═══ Raw data

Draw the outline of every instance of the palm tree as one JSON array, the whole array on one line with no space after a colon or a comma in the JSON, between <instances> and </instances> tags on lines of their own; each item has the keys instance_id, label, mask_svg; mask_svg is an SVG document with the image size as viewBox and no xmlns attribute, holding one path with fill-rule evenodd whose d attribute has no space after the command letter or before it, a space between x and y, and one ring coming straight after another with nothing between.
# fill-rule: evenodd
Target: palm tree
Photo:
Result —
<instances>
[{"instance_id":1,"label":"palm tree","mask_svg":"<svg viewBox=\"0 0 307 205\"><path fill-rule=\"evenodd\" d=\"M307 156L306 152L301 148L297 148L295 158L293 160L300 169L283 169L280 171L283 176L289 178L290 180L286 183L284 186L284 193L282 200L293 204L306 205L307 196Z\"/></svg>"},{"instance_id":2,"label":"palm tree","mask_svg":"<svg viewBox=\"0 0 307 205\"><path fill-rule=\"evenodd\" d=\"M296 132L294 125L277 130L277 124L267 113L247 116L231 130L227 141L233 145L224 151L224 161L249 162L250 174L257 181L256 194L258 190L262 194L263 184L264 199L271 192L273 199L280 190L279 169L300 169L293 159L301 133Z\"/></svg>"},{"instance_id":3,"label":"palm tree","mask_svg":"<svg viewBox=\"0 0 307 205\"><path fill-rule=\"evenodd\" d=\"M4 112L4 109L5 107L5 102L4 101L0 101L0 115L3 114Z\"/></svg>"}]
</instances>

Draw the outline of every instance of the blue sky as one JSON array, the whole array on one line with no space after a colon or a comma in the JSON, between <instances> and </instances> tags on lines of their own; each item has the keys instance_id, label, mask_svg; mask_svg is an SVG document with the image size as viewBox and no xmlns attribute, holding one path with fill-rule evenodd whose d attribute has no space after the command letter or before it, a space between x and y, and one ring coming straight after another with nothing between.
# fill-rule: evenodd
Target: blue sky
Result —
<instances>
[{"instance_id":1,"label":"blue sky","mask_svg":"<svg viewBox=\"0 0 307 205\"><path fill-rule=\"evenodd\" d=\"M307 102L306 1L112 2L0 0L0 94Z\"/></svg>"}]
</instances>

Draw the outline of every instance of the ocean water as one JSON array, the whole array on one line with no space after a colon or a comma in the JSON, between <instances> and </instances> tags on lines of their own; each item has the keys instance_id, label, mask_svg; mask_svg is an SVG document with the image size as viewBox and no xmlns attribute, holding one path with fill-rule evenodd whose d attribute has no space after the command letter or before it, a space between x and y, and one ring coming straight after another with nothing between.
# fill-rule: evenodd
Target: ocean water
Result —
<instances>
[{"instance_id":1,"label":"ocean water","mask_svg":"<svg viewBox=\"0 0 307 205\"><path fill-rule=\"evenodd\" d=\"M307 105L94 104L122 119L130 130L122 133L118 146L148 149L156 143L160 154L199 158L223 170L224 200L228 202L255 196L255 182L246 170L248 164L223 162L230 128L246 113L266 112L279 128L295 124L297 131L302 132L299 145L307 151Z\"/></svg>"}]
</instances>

══════
═══ Raw data

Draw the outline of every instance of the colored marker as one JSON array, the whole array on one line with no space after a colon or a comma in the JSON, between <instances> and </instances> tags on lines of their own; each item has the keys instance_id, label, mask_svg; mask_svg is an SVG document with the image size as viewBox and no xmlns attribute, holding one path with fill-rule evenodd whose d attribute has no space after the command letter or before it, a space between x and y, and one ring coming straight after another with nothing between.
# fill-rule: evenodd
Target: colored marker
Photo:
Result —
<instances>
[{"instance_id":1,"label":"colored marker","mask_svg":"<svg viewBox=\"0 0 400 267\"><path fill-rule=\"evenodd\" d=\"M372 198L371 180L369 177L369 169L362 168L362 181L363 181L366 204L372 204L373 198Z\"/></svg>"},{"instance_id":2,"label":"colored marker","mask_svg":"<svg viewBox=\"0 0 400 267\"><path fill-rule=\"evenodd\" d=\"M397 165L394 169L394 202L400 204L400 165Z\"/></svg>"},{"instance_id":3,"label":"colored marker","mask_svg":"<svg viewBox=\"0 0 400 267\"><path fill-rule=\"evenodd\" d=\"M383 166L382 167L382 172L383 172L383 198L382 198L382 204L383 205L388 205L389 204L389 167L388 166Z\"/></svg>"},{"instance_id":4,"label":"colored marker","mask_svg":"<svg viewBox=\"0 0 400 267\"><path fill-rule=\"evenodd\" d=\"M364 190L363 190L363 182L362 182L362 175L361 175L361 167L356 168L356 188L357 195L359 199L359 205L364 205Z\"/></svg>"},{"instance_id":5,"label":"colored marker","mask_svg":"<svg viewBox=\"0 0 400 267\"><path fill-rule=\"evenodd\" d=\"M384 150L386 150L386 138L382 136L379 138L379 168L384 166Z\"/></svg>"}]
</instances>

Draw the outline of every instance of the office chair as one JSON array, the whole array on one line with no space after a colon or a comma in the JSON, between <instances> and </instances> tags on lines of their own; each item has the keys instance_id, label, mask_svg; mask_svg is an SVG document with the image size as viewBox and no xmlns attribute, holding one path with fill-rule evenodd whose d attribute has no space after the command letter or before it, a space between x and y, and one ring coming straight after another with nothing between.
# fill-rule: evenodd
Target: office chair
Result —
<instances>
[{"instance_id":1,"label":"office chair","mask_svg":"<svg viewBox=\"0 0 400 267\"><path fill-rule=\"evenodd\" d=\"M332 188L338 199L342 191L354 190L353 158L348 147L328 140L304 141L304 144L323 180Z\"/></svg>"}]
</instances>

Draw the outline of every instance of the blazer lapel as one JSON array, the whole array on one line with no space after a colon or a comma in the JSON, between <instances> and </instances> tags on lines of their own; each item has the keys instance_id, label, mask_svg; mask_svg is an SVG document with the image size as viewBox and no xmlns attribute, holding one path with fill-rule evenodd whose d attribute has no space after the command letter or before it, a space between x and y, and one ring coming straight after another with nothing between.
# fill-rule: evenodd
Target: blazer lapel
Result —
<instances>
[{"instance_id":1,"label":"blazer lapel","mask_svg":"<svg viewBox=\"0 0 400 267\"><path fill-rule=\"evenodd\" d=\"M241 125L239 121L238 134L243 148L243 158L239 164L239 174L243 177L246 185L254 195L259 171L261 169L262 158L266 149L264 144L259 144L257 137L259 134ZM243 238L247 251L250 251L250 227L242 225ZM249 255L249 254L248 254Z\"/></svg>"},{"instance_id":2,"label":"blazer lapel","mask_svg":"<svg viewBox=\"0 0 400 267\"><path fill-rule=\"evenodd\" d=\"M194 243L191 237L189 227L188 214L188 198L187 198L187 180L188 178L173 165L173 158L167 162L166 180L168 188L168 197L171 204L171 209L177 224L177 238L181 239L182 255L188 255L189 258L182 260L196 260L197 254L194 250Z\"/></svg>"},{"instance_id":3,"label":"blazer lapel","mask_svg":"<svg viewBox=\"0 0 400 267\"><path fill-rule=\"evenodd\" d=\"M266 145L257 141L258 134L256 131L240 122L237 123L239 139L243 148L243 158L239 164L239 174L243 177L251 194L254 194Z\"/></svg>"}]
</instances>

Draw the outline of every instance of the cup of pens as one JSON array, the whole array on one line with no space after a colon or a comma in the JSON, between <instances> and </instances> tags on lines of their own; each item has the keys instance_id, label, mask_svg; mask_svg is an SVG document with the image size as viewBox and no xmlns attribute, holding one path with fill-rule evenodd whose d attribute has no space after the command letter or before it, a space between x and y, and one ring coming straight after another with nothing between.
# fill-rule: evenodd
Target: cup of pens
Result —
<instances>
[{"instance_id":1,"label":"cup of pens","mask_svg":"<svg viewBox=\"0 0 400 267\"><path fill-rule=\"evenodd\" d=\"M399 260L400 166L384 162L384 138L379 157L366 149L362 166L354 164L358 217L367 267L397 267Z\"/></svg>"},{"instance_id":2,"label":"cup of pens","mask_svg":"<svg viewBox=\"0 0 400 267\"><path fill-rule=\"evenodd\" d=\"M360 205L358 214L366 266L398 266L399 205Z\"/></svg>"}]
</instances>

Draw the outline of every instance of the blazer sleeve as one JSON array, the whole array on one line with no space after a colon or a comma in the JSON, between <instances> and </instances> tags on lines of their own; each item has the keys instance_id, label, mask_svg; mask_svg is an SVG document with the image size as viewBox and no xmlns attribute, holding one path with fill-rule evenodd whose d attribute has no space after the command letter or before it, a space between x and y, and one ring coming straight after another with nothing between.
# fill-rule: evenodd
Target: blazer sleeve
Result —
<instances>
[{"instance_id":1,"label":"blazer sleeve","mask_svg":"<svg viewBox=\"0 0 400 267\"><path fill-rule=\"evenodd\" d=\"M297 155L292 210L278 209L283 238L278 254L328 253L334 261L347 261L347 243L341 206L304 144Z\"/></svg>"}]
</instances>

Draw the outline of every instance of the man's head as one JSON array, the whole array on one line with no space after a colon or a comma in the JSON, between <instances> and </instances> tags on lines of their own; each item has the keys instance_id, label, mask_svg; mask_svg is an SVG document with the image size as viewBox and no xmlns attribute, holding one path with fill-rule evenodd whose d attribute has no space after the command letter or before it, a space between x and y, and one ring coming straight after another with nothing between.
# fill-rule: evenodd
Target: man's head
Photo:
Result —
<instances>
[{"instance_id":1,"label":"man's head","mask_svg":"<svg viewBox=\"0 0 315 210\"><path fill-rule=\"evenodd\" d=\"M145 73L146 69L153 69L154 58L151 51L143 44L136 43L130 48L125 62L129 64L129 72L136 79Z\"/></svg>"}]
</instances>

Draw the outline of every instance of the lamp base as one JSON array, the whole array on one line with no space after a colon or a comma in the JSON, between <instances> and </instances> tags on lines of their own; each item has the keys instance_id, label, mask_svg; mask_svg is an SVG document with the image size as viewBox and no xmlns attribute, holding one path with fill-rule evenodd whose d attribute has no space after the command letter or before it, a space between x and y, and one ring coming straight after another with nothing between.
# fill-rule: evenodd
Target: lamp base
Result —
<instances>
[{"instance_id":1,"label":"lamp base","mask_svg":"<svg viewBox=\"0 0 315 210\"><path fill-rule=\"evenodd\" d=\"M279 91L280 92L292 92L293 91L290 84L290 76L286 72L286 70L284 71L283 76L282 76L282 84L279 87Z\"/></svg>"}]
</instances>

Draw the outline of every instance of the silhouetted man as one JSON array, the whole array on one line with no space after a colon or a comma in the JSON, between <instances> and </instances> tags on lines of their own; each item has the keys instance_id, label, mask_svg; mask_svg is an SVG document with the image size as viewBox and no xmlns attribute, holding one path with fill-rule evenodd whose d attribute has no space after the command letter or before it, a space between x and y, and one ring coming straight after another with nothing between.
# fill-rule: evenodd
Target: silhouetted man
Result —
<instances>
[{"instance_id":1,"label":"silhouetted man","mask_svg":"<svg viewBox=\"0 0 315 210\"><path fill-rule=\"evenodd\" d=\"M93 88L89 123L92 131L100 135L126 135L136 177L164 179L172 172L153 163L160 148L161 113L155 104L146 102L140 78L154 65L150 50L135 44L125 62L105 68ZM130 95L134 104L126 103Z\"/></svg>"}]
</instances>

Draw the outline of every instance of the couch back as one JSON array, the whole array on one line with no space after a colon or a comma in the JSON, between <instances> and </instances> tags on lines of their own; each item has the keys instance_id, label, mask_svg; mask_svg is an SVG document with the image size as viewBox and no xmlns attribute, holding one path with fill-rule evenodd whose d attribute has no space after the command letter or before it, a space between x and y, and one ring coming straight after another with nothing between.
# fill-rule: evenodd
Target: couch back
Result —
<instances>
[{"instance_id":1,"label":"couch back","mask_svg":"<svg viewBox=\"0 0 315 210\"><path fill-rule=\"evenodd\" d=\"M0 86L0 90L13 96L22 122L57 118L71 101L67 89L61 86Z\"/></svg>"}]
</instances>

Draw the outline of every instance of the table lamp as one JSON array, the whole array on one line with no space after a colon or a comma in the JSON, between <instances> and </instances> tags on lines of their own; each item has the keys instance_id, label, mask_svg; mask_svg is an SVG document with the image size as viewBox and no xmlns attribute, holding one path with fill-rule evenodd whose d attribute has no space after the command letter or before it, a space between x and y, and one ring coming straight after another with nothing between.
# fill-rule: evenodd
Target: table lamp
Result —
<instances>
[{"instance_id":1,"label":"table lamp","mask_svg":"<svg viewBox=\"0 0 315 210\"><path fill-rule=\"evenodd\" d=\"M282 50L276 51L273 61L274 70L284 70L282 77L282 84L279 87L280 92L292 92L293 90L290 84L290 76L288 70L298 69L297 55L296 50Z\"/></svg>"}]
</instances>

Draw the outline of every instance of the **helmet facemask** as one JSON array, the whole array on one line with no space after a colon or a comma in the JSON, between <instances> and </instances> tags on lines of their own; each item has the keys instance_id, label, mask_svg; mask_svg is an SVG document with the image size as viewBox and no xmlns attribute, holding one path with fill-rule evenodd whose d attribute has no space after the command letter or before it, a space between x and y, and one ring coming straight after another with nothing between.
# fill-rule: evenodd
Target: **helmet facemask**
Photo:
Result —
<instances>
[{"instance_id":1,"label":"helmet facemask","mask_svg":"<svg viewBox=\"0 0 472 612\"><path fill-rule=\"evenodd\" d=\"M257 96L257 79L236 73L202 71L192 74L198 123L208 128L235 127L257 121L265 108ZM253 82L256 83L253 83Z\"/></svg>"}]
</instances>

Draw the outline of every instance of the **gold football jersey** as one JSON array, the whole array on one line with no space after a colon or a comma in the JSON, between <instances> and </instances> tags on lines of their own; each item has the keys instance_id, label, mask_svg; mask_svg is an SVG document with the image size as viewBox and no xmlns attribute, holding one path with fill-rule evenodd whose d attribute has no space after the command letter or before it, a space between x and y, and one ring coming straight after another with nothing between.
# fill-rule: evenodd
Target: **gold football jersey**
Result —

══════
═══ Raw data

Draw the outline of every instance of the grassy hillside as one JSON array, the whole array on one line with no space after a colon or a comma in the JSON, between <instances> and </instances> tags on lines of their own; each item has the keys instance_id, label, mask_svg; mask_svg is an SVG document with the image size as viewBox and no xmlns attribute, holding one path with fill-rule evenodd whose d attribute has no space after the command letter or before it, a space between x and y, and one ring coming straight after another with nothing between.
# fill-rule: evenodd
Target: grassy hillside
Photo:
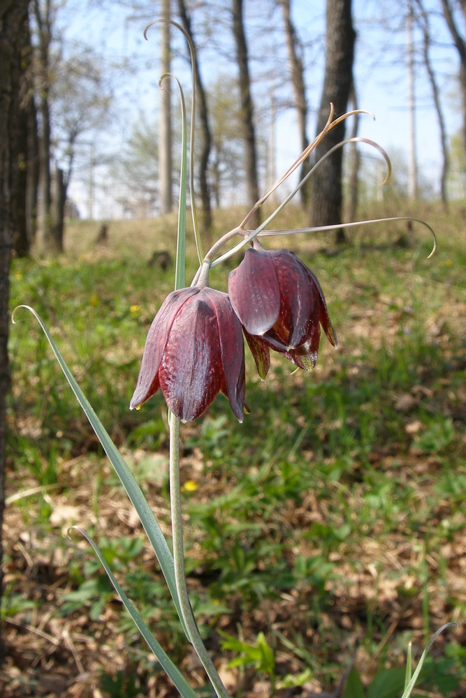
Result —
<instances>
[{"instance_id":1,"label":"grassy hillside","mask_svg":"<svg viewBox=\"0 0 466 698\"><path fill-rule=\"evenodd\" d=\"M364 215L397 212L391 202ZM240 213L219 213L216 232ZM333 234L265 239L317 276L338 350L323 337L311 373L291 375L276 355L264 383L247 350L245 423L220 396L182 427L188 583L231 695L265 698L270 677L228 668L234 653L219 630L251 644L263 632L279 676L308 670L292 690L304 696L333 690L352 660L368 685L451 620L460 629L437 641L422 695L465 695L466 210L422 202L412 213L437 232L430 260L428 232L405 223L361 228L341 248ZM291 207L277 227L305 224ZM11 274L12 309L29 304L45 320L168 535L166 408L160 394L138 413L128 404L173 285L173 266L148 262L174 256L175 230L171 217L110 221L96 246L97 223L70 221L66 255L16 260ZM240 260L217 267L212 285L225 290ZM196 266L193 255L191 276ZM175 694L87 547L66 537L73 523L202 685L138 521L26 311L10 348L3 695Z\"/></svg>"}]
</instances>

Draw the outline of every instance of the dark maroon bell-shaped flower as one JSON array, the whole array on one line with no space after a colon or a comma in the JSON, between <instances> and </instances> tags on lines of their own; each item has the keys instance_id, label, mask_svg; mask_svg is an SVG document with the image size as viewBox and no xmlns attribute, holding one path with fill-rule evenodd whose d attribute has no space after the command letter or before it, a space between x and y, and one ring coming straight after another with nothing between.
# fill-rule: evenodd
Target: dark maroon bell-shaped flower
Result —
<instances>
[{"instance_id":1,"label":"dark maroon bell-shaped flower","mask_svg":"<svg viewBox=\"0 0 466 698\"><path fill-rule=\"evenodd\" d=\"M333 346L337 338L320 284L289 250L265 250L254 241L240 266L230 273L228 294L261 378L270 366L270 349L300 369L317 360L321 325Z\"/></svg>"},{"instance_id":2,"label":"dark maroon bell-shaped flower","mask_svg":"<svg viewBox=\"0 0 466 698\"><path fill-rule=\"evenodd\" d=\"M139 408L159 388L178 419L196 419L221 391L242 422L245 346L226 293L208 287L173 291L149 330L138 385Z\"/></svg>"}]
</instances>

══════

*Prompt*: Identify each line of the listing above that contains the string "facemask" and copy every such line in full.

*Exercise response*:
Draw the outline of every instance of the **helmet facemask** as one JSON array, the whole array on one line with no space after a colon or a comma in the JSON, between <instances> and </instances> tags on lines of their own; each item has the keys instance_id, label, mask_svg; mask_svg is an SVG document with the image size as viewBox and no xmlns attribute, holding one path with fill-rule evenodd whose d attribute has no space after the command letter or before it, a space between x and y, and one ring coming straight after another with nothing between.
Target: **helmet facemask**
[{"instance_id":1,"label":"helmet facemask","mask_svg":"<svg viewBox=\"0 0 472 612\"><path fill-rule=\"evenodd\" d=\"M257 96L257 79L236 73L202 71L192 74L198 123L208 128L235 127L257 121L265 108ZM253 82L256 83L253 83Z\"/></svg>"}]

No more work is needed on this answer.